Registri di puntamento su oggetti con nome

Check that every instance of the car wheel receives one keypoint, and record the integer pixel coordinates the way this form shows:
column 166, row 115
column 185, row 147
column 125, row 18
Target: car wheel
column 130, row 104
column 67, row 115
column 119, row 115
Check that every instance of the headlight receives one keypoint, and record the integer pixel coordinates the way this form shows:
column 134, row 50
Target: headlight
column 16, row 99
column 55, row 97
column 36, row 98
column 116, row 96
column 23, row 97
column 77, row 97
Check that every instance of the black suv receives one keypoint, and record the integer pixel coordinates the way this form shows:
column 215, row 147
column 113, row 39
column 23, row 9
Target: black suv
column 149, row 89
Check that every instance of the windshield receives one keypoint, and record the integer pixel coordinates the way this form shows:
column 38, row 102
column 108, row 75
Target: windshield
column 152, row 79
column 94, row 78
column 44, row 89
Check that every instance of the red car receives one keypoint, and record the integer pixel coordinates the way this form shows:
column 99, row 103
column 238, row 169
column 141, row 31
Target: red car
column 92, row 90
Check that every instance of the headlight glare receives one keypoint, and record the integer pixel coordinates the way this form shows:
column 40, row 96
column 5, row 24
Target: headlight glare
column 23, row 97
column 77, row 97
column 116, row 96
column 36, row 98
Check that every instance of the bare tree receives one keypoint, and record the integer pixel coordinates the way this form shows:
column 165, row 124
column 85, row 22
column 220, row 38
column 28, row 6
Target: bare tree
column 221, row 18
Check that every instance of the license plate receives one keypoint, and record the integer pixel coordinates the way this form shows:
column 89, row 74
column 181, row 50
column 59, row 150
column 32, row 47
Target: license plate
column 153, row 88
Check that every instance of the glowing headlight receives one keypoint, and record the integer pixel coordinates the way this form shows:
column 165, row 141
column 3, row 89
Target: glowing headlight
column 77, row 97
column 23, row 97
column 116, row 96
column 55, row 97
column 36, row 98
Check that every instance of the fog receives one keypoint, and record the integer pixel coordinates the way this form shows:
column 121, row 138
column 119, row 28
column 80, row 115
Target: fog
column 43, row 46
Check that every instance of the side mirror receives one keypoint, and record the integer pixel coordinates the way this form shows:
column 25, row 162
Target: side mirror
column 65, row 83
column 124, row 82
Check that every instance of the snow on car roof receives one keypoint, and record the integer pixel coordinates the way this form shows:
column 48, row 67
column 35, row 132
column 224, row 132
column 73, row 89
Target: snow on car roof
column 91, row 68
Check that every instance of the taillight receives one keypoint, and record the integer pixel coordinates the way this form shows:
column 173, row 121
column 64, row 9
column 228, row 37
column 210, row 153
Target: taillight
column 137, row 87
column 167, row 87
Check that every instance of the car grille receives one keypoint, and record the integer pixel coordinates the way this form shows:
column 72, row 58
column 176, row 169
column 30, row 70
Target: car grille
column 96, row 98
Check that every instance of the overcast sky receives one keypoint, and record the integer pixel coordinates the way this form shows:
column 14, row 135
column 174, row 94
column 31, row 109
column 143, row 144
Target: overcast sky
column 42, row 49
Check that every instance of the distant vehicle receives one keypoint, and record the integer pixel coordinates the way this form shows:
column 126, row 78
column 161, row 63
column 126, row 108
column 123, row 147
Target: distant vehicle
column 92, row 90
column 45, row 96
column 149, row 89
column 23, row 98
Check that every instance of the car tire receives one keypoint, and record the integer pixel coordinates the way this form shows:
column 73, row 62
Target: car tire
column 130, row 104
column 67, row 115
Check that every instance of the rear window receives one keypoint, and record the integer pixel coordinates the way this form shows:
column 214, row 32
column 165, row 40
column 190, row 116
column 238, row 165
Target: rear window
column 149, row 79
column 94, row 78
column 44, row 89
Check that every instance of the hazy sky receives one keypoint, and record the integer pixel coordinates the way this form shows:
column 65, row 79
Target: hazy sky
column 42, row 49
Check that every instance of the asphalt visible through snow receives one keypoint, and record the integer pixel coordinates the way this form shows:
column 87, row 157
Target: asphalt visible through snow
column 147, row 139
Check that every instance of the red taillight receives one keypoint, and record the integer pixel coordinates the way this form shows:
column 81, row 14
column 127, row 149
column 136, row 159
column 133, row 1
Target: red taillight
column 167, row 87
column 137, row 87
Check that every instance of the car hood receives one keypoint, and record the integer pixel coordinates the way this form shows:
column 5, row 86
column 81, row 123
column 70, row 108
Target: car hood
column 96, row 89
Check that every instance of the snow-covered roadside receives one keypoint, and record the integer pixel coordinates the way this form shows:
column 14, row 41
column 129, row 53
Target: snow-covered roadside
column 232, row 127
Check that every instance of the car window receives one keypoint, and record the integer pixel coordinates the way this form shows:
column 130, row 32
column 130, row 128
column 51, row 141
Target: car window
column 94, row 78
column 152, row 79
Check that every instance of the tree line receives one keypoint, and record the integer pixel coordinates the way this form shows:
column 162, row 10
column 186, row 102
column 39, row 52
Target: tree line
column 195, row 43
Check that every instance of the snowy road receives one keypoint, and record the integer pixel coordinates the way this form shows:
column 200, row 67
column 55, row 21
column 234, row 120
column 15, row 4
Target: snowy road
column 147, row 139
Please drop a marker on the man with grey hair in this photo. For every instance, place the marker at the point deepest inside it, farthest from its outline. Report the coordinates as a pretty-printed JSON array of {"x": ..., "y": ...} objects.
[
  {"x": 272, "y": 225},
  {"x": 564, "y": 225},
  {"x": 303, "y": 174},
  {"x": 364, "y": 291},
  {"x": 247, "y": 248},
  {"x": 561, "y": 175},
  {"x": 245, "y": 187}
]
---
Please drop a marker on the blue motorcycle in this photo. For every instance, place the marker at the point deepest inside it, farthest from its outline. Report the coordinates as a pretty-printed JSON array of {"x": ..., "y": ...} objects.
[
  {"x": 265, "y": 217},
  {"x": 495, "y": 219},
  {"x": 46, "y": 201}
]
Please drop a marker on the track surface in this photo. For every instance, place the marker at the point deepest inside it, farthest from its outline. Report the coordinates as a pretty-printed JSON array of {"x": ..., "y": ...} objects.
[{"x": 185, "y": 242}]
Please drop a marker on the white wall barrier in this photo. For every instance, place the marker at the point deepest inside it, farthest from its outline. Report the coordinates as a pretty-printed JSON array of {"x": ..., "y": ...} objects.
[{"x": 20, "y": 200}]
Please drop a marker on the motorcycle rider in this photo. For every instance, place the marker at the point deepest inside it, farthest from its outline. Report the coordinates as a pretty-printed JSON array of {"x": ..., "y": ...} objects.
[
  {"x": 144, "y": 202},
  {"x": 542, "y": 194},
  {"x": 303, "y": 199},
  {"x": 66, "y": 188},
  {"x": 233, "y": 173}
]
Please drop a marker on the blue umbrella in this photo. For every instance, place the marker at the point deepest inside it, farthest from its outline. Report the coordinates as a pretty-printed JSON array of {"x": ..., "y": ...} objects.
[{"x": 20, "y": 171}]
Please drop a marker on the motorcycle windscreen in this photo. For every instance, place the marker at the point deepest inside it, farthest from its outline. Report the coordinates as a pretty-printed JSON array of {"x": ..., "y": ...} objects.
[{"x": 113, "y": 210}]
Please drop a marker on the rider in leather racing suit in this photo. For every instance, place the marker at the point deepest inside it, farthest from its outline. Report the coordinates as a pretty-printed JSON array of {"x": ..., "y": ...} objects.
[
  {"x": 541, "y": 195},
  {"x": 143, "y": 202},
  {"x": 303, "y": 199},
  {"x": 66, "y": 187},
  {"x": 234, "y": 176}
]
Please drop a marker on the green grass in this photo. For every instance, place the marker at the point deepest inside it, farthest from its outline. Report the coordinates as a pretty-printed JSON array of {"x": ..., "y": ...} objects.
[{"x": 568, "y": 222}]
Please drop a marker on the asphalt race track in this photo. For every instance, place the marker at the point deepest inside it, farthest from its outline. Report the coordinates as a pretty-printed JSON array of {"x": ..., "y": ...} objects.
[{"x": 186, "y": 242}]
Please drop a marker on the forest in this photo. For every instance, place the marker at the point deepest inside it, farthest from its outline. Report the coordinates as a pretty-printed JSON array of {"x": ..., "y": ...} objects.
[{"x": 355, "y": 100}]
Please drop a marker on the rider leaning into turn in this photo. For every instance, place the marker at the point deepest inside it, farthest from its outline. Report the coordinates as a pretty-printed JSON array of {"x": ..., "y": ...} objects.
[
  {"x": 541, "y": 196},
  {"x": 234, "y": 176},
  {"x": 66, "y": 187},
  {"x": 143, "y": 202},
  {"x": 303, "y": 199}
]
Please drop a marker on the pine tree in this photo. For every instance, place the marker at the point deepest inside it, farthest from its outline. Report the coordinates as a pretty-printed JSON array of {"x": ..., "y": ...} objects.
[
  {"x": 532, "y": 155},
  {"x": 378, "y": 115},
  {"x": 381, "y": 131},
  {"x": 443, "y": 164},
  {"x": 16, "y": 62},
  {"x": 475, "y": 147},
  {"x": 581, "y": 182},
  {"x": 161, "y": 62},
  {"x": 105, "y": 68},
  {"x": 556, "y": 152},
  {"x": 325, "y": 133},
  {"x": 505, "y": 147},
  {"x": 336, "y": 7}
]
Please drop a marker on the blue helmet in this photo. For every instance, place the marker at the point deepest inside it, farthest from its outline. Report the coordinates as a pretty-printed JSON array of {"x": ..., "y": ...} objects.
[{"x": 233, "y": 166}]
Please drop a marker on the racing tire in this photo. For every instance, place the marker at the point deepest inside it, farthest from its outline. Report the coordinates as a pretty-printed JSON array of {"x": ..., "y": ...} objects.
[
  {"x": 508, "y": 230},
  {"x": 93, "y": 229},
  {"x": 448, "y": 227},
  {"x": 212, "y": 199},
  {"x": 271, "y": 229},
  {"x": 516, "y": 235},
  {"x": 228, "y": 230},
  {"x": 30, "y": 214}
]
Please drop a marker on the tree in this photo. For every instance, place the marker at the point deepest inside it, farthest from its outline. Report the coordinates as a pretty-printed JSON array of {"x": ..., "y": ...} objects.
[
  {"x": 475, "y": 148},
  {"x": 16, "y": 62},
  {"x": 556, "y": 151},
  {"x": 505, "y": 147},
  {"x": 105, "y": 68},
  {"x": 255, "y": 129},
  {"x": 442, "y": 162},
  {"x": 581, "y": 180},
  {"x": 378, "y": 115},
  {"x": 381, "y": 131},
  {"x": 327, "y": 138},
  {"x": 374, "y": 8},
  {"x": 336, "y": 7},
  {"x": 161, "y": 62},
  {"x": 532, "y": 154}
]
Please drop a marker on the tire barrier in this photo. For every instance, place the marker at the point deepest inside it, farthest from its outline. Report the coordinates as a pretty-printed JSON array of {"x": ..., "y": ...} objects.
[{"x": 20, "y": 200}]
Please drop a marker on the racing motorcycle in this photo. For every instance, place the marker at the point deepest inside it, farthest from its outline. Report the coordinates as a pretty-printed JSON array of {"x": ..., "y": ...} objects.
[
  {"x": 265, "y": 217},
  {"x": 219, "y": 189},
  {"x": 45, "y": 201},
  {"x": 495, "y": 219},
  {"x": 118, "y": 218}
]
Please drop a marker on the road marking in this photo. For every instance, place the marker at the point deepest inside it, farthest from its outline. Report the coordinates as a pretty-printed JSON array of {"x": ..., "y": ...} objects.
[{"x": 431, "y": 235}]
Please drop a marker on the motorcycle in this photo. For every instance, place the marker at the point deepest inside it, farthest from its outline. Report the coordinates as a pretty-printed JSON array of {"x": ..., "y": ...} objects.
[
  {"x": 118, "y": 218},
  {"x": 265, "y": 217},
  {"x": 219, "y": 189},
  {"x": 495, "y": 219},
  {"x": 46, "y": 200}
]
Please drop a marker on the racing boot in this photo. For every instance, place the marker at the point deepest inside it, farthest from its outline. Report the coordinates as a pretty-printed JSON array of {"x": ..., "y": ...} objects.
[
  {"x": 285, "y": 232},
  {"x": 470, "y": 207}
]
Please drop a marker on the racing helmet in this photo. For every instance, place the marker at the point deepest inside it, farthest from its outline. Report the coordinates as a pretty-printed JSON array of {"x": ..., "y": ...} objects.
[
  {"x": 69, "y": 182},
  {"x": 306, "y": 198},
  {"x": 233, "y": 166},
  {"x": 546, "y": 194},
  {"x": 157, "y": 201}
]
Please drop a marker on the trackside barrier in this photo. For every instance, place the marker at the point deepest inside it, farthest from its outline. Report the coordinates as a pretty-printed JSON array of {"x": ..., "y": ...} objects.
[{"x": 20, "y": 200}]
...
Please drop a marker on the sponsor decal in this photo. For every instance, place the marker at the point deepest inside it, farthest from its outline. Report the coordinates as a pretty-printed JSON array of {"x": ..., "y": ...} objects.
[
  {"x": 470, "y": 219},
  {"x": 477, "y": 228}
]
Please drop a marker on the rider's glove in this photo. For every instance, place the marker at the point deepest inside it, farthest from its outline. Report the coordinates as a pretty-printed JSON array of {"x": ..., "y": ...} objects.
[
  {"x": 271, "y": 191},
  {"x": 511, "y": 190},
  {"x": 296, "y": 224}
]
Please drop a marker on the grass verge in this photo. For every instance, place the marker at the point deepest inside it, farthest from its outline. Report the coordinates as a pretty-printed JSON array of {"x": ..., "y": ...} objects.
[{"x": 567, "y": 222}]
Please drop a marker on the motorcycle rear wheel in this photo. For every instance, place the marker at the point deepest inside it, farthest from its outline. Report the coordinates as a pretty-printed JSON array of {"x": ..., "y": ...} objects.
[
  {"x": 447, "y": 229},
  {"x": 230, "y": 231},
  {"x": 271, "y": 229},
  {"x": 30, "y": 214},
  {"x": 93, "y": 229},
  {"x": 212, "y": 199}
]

**CONSEGNA E REQUISITI**
Riporta tutte le righe qui sopra che contengono la parola "windshield", distinguendo tra maiuscole e minuscole.

**SOLUZIONE COMPLETA**
Check that every instance of the windshield receives one keypoint, and record the integer pixel coordinates the way this form shows:
Target: windshield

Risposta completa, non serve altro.